Drop every picture and give the entries back exactly.

────────────────────

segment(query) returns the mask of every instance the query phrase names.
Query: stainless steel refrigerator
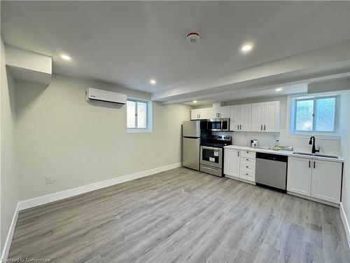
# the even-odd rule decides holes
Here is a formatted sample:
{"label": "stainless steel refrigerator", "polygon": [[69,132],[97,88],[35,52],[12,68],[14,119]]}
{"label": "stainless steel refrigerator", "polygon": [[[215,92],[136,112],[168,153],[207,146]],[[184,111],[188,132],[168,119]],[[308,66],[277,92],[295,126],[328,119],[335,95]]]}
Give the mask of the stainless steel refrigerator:
{"label": "stainless steel refrigerator", "polygon": [[200,121],[183,121],[182,125],[182,166],[200,170]]}

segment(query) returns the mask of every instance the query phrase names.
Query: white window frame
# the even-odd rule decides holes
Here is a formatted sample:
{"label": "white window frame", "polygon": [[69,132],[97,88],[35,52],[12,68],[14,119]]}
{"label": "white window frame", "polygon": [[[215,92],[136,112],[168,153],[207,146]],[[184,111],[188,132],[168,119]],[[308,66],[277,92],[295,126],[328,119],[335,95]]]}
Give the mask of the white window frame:
{"label": "white window frame", "polygon": [[[313,123],[313,130],[298,131],[294,130],[295,126],[295,102],[302,100],[314,100],[321,97],[335,97],[335,130],[333,132],[314,131],[315,123]],[[318,95],[309,95],[307,93],[293,94],[287,97],[287,116],[286,119],[286,137],[295,138],[309,138],[314,135],[317,139],[322,140],[340,140],[339,127],[339,107],[340,104],[340,95],[339,93],[321,93]]]}
{"label": "white window frame", "polygon": [[152,132],[152,102],[150,100],[145,100],[141,99],[136,99],[134,97],[128,97],[127,101],[132,101],[135,102],[135,125],[137,126],[137,102],[143,102],[146,104],[146,128],[128,128],[127,127],[127,133],[151,133]]}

────────────────────

**Exercise response:**
segment(query) returns the mask of every instance the query phrase names.
Query: stainless steel refrigerator
# the even-odd rule decides holes
Here is a formatted sample:
{"label": "stainless steel refrigerator", "polygon": [[69,132],[97,88],[35,52],[12,68],[14,119]]}
{"label": "stainless steel refrigerator", "polygon": [[[215,92],[136,112],[168,153],[207,146]],[[184,111],[188,132],[168,119]],[[308,66],[277,92],[295,126],[328,119],[335,95]]]}
Give the mask of the stainless steel refrigerator:
{"label": "stainless steel refrigerator", "polygon": [[200,121],[183,121],[182,125],[182,166],[200,170]]}

segment(query) returns the mask of every instance the query phrase names.
Query: white window frame
# the even-odd rule decides holes
Here is a formatted sample:
{"label": "white window frame", "polygon": [[69,132],[97,88],[35,52],[12,68],[14,119]]}
{"label": "white window frame", "polygon": [[[215,92],[136,112],[168,153],[207,146]],[[184,111],[188,132],[168,119]],[[308,66],[277,92],[295,126],[328,119],[335,95]]]}
Give the mask of the white window frame:
{"label": "white window frame", "polygon": [[[313,123],[313,130],[298,131],[294,130],[295,126],[295,102],[302,100],[314,100],[321,97],[335,97],[335,130],[333,132],[314,131],[315,123]],[[318,95],[309,95],[307,93],[293,94],[287,97],[287,116],[286,119],[286,137],[295,138],[309,138],[314,135],[317,139],[322,140],[340,140],[339,127],[339,107],[340,104],[340,95],[339,93],[321,93]]]}
{"label": "white window frame", "polygon": [[152,132],[152,102],[150,100],[145,100],[141,99],[136,99],[134,97],[128,97],[127,101],[132,101],[135,102],[135,125],[137,126],[137,102],[143,102],[146,104],[146,128],[128,128],[127,127],[127,133],[151,133]]}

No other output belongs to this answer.